Exercise requirements: How many lines of the material below contain the word "necklace"? Reply with only the number.

___

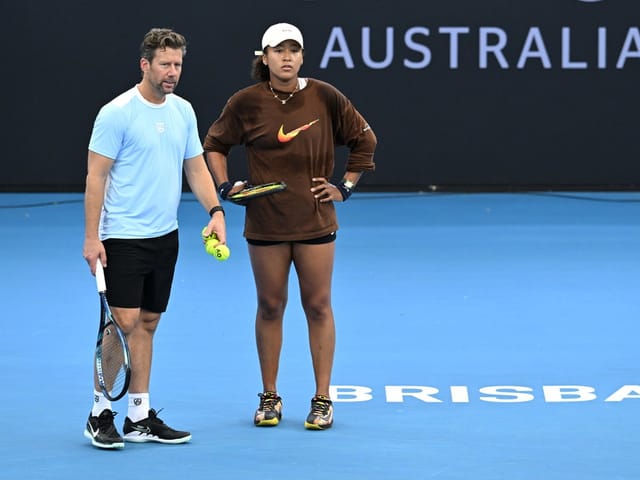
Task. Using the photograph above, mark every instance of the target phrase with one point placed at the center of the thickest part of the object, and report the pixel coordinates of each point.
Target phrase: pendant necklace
(275, 95)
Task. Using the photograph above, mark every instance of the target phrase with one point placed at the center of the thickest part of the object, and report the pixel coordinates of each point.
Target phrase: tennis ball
(221, 252)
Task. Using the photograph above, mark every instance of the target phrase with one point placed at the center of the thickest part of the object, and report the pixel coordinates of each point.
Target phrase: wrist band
(217, 208)
(346, 192)
(224, 189)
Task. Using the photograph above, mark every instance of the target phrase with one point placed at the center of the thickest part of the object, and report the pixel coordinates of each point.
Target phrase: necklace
(275, 95)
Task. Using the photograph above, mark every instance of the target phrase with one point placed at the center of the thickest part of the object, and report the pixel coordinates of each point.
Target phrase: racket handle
(100, 282)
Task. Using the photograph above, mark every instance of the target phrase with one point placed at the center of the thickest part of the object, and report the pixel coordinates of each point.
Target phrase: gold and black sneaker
(321, 415)
(269, 411)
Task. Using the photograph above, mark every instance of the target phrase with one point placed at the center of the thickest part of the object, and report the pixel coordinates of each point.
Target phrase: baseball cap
(278, 33)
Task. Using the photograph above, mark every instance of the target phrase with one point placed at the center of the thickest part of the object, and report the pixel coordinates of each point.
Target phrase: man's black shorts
(139, 272)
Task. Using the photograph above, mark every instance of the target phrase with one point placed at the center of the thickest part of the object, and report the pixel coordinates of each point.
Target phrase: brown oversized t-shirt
(292, 142)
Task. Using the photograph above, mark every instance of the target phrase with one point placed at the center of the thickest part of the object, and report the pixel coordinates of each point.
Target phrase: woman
(290, 127)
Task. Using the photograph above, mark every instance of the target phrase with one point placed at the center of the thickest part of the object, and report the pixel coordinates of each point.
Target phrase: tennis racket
(112, 360)
(255, 191)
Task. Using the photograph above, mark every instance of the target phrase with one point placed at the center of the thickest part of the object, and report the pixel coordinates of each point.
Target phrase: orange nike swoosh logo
(287, 137)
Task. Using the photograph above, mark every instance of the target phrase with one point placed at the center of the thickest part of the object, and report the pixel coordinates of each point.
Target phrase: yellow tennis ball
(221, 252)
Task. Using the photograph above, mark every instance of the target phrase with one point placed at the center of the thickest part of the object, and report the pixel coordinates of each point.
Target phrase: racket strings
(111, 362)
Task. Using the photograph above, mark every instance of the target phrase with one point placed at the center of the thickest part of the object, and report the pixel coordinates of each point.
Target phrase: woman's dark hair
(259, 71)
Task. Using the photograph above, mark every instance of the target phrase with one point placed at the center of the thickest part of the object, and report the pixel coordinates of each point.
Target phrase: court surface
(480, 336)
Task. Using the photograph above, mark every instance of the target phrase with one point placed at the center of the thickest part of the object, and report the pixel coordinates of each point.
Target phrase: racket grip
(100, 281)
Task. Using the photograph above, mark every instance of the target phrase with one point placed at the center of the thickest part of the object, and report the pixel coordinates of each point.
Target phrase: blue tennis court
(480, 336)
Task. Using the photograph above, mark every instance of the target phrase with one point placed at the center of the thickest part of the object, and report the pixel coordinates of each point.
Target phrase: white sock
(138, 406)
(100, 403)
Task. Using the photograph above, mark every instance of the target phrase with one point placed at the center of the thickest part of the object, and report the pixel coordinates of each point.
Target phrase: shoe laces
(105, 420)
(153, 416)
(268, 401)
(320, 405)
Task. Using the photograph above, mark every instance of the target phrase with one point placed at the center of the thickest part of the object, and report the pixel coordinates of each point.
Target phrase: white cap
(278, 33)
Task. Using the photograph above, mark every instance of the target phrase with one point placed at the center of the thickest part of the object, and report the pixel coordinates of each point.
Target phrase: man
(140, 144)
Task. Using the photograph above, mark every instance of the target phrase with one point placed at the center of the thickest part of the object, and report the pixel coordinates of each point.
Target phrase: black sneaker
(269, 412)
(152, 429)
(321, 415)
(102, 432)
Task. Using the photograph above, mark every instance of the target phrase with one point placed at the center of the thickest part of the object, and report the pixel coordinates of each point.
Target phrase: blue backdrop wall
(498, 94)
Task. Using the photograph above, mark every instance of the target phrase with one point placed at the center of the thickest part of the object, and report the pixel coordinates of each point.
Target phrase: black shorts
(139, 272)
(312, 241)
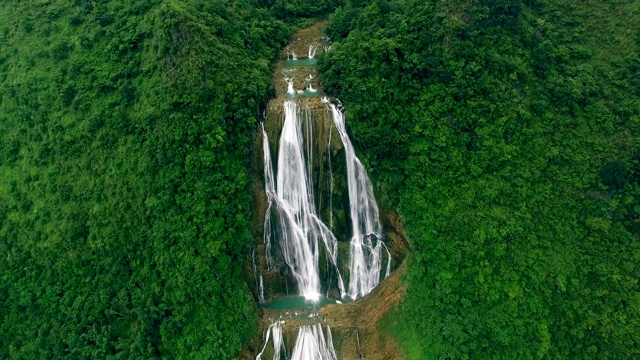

___

The result: 2